▸ **PROBLEM DETAILS**: Exactly reproduce the lines beginning with the line that includes "of the clock" and ending with the last line of the data.

[Photo-based point labeling data]

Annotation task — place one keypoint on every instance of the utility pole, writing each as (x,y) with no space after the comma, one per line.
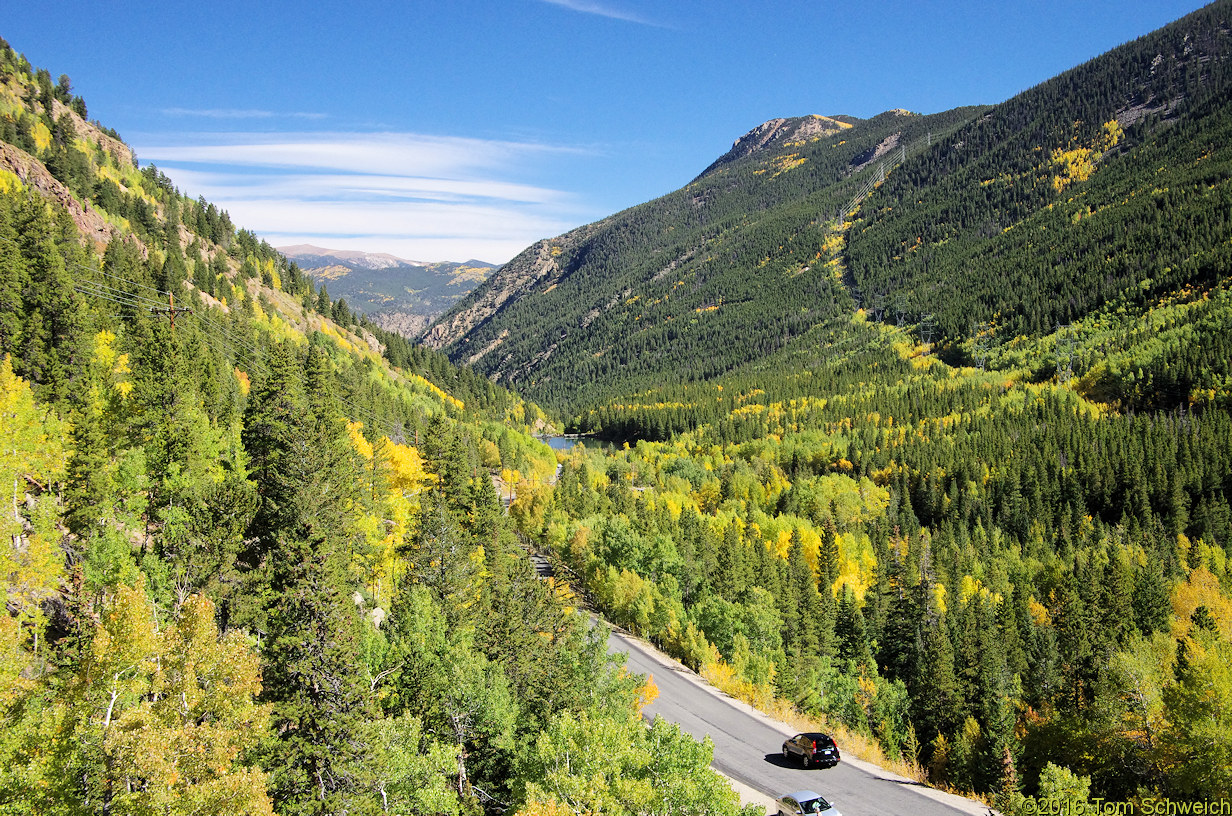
(927,328)
(170,311)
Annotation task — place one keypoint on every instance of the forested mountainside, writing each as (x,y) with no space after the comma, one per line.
(254,556)
(949,465)
(731,268)
(399,296)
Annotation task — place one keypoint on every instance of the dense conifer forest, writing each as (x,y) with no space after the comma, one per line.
(945,454)
(254,557)
(920,428)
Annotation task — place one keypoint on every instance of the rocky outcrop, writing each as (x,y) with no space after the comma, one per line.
(35,175)
(778,132)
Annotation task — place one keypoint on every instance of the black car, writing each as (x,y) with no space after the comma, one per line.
(813,750)
(805,803)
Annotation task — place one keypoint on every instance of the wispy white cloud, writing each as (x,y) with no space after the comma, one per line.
(603,10)
(239,114)
(410,195)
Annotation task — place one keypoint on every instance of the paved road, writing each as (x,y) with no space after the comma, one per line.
(748,747)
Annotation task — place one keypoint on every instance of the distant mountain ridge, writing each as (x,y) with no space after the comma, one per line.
(354,258)
(398,295)
(1094,190)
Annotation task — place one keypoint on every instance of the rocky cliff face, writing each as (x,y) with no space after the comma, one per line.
(780,132)
(32,174)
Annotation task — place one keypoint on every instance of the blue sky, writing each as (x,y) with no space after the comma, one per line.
(452,130)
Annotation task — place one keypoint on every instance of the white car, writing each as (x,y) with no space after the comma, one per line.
(805,803)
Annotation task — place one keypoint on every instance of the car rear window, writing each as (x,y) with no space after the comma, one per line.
(813,805)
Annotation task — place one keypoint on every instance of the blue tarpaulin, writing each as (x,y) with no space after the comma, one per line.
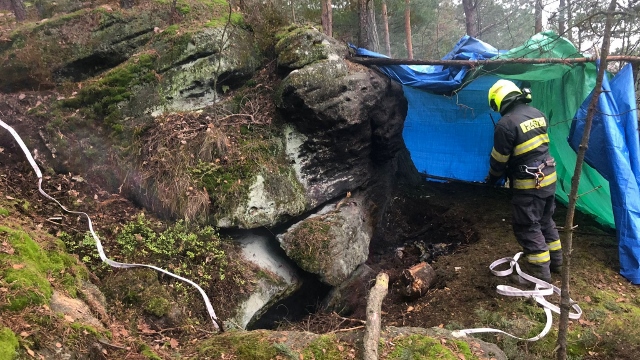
(437,78)
(449,128)
(613,151)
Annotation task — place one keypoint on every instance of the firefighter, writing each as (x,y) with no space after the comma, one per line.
(521,154)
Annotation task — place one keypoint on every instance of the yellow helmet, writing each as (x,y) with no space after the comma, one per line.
(501,90)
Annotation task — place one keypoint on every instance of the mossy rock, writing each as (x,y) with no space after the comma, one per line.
(9,344)
(140,288)
(298,47)
(27,271)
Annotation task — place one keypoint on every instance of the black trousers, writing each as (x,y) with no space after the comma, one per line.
(534,228)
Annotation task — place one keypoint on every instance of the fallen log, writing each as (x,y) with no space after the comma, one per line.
(374,304)
(417,280)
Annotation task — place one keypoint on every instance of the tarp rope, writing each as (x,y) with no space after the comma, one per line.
(542,289)
(104,258)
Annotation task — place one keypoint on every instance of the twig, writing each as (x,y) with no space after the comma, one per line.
(344,330)
(111,345)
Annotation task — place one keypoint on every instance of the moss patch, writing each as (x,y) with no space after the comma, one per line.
(422,347)
(325,347)
(100,100)
(27,271)
(244,345)
(310,243)
(8,344)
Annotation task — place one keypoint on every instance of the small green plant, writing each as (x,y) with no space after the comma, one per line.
(8,344)
(194,252)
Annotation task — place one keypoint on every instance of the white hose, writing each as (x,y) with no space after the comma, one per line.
(104,258)
(541,290)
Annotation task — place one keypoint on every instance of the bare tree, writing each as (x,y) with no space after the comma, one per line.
(366,36)
(567,240)
(407,28)
(19,10)
(385,21)
(471,16)
(538,15)
(327,17)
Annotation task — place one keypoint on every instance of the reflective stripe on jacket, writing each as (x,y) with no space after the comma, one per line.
(520,138)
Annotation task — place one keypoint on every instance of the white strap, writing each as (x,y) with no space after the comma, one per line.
(104,258)
(541,290)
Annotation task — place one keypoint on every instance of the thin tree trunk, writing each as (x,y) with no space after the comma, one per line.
(538,16)
(569,21)
(407,27)
(19,10)
(327,17)
(293,13)
(375,39)
(561,17)
(385,61)
(471,17)
(385,21)
(567,243)
(374,317)
(365,27)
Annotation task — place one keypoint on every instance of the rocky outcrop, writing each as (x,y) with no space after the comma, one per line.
(277,279)
(345,120)
(331,243)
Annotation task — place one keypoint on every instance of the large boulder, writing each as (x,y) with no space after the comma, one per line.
(331,243)
(346,120)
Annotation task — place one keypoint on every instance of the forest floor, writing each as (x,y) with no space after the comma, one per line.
(459,228)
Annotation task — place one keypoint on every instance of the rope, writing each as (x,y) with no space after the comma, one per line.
(542,289)
(104,258)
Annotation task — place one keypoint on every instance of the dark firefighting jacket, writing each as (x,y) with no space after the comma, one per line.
(520,140)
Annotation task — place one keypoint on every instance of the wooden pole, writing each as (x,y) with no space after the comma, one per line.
(374,317)
(473,63)
(567,239)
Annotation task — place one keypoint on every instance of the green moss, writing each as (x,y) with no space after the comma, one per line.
(234,18)
(309,243)
(100,100)
(422,347)
(158,306)
(325,347)
(29,268)
(242,345)
(81,328)
(171,30)
(8,344)
(148,353)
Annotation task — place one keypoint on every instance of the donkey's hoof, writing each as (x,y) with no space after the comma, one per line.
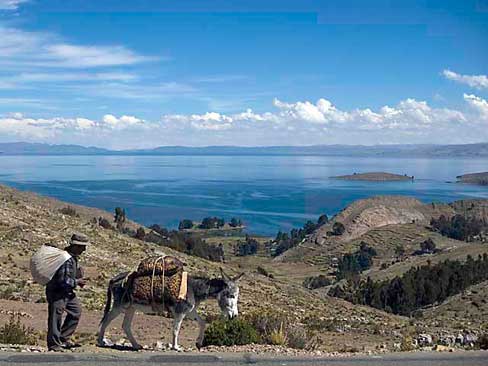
(175,348)
(104,342)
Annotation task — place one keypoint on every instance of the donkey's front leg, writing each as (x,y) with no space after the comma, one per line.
(127,326)
(178,319)
(202,324)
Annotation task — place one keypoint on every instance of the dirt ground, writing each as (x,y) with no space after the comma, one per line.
(148,329)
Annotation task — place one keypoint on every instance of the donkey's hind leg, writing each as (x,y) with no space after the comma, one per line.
(126,325)
(193,315)
(107,319)
(177,320)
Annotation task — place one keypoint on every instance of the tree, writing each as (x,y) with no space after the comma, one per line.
(323,219)
(338,228)
(399,250)
(185,224)
(212,223)
(427,246)
(140,233)
(235,222)
(119,217)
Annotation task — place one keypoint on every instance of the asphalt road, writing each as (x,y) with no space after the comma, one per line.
(473,358)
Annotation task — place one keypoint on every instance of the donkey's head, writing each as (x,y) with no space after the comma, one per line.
(229,295)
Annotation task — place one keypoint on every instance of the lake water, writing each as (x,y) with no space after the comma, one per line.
(269,193)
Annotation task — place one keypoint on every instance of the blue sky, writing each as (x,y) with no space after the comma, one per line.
(125,74)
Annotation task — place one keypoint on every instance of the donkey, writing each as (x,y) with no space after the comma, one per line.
(225,290)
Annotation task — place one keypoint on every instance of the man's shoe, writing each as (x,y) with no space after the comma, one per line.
(56,349)
(70,345)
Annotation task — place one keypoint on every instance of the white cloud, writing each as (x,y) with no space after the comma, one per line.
(56,77)
(478,104)
(21,50)
(299,123)
(11,4)
(67,55)
(43,128)
(474,81)
(122,122)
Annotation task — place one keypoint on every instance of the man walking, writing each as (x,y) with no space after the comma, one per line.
(62,298)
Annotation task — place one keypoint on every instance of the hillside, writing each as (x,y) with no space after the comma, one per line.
(28,220)
(408,151)
(386,224)
(474,178)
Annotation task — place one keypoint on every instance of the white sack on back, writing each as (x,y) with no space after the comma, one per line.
(46,262)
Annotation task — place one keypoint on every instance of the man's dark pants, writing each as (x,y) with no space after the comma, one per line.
(59,332)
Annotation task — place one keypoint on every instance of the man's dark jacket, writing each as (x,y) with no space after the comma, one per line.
(63,283)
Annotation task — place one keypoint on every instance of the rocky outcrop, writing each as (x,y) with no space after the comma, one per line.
(364,215)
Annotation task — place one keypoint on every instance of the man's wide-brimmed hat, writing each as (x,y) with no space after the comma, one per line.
(79,239)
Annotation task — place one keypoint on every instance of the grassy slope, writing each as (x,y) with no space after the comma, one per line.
(28,220)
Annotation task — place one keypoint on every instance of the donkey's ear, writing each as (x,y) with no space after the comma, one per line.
(238,277)
(224,275)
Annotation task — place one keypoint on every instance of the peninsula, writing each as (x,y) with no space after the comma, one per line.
(375,177)
(474,178)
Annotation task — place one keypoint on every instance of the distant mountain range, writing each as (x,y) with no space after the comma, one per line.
(439,151)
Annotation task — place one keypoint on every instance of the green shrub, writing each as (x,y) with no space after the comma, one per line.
(230,332)
(315,282)
(69,211)
(14,332)
(277,329)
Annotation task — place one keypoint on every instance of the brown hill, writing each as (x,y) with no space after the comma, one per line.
(28,220)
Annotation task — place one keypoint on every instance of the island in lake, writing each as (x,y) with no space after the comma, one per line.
(474,178)
(375,177)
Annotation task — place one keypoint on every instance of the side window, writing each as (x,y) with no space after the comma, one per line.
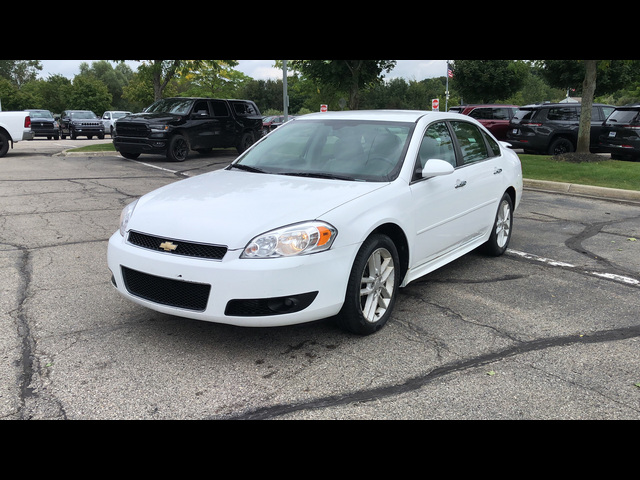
(501,114)
(563,113)
(606,111)
(494,149)
(219,109)
(437,143)
(201,107)
(481,113)
(471,142)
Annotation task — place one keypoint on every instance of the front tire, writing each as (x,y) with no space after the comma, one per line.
(178,149)
(245,142)
(372,288)
(502,228)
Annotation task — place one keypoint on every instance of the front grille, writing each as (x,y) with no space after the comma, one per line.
(186,249)
(166,291)
(131,129)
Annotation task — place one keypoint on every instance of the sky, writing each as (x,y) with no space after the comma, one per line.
(263,69)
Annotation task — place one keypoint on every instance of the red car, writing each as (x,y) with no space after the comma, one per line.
(494,117)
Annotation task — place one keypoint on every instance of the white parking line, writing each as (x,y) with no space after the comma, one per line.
(155,166)
(555,263)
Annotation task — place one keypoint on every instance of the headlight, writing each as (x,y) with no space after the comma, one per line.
(299,239)
(125,216)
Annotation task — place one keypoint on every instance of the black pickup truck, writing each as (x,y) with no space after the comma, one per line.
(174,126)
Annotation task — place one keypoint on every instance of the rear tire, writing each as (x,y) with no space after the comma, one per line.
(372,288)
(4,144)
(178,149)
(502,228)
(560,146)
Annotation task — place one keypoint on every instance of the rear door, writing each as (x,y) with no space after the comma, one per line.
(454,210)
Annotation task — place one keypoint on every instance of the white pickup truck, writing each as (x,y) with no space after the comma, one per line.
(14,127)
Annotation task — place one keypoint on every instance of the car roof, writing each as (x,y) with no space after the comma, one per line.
(545,105)
(380,115)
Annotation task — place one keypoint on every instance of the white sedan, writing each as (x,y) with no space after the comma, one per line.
(326,216)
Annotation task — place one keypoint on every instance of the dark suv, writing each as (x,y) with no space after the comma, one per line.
(43,124)
(77,123)
(552,128)
(620,134)
(495,118)
(174,126)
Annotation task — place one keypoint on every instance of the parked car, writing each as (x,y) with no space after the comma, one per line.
(174,126)
(328,215)
(109,118)
(271,123)
(82,123)
(620,133)
(494,117)
(43,124)
(552,128)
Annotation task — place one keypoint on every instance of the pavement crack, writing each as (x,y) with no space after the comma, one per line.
(415,383)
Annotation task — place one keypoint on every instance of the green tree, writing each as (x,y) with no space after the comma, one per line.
(115,79)
(88,93)
(19,72)
(350,76)
(485,81)
(589,78)
(215,78)
(9,99)
(162,72)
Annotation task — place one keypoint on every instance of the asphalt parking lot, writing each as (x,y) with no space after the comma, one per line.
(550,330)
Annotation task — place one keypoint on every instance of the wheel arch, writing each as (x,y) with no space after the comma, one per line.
(397,235)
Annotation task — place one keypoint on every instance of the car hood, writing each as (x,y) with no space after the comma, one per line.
(229,207)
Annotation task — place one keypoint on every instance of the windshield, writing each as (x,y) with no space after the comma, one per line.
(82,115)
(178,106)
(40,114)
(342,149)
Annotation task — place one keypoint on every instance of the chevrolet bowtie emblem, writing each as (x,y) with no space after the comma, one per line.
(168,246)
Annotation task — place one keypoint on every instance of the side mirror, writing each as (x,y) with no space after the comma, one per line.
(436,168)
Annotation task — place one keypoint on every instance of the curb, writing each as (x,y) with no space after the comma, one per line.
(585,190)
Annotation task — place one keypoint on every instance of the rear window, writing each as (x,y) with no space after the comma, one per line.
(524,114)
(624,116)
(244,109)
(563,114)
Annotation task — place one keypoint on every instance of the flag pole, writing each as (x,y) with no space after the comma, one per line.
(446,93)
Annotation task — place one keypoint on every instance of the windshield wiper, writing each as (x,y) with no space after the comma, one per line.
(330,176)
(246,168)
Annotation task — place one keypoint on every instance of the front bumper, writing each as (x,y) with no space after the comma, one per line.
(267,284)
(141,145)
(45,132)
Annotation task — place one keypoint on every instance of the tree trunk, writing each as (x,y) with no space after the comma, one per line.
(588,90)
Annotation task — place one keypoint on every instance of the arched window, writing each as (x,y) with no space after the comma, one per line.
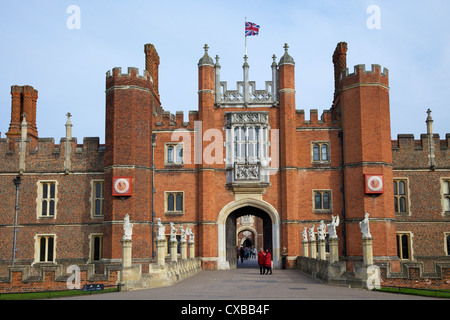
(170,202)
(400,196)
(324,152)
(170,151)
(316,152)
(179,200)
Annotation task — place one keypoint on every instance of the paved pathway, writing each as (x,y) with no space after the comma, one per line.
(248,284)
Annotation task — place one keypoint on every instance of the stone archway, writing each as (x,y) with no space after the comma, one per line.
(265,209)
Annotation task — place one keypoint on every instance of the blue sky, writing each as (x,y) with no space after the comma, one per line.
(68,67)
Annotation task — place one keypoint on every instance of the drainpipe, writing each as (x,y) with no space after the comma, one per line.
(17,183)
(153,195)
(344,233)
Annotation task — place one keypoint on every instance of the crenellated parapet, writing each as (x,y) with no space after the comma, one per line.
(49,156)
(408,152)
(131,78)
(168,121)
(325,120)
(375,76)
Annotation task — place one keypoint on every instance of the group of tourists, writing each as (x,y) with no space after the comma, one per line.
(265,261)
(246,253)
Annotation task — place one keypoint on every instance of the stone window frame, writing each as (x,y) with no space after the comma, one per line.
(37,248)
(40,199)
(320,144)
(94,198)
(444,195)
(166,203)
(406,196)
(92,237)
(176,161)
(322,192)
(409,236)
(447,243)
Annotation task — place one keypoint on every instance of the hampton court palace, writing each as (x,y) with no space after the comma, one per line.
(246,168)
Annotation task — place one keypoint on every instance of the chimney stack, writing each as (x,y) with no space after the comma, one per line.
(152,65)
(23,101)
(340,64)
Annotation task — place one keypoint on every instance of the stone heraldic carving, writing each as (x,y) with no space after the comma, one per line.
(246,118)
(237,96)
(246,172)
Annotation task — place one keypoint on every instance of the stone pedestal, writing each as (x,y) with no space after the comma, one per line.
(126,253)
(305,249)
(334,250)
(161,252)
(173,250)
(191,249)
(322,253)
(367,251)
(183,245)
(313,249)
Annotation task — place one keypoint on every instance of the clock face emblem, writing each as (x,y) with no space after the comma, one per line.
(121,186)
(374,184)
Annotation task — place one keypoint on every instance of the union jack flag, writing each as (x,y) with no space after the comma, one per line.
(251,29)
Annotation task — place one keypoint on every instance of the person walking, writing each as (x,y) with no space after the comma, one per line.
(242,254)
(261,261)
(268,261)
(283,258)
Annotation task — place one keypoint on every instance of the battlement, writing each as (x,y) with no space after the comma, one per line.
(49,156)
(169,121)
(407,142)
(360,75)
(132,73)
(408,152)
(314,121)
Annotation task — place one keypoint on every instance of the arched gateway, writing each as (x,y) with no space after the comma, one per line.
(227,229)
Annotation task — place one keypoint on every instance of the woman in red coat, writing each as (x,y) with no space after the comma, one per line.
(261,261)
(268,261)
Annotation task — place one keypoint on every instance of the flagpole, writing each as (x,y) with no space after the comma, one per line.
(245,38)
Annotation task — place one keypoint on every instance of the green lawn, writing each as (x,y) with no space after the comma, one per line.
(50,294)
(419,292)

▸ **WRITTEN RESPONSE**:
Annotation task — place one keypoint on every instance of the clock face emblem, writing each as (x,y) with no space after the comma, one per line.
(121,186)
(374,184)
Annotation task — place one keypoint on every instance of the union jack flag, writing each as (x,y) with no space after the comma, one per line.
(251,29)
Annotation task — place one keypoint on every instance of the person walking, writing each as (x,y) with no space after the comma, one per line.
(242,254)
(261,261)
(268,261)
(283,258)
Annotation task — place one keypoint on every instance of the battlement, writing each as (x,y) with no space after the comma, one per line.
(49,156)
(169,121)
(407,142)
(360,75)
(132,73)
(408,152)
(314,121)
Annotation task — place one keypoint on every instance of the arched gateway, writing each as (x,y) with no space after the comma, one per line.
(227,229)
Annotation task — place one keypoint on every instance of the woman in red coat, writing each as (x,y) with no space after the comma, one per line.
(261,261)
(268,261)
Annotation task — place one keypoint on every instance of the flagpole, writing each as (x,y) with no space after the comma, one per line.
(245,38)
Annotation task — place one keypoint on every instance of the green lawn, writing each as (x,y) with no space after the comma, one per line.
(50,294)
(419,292)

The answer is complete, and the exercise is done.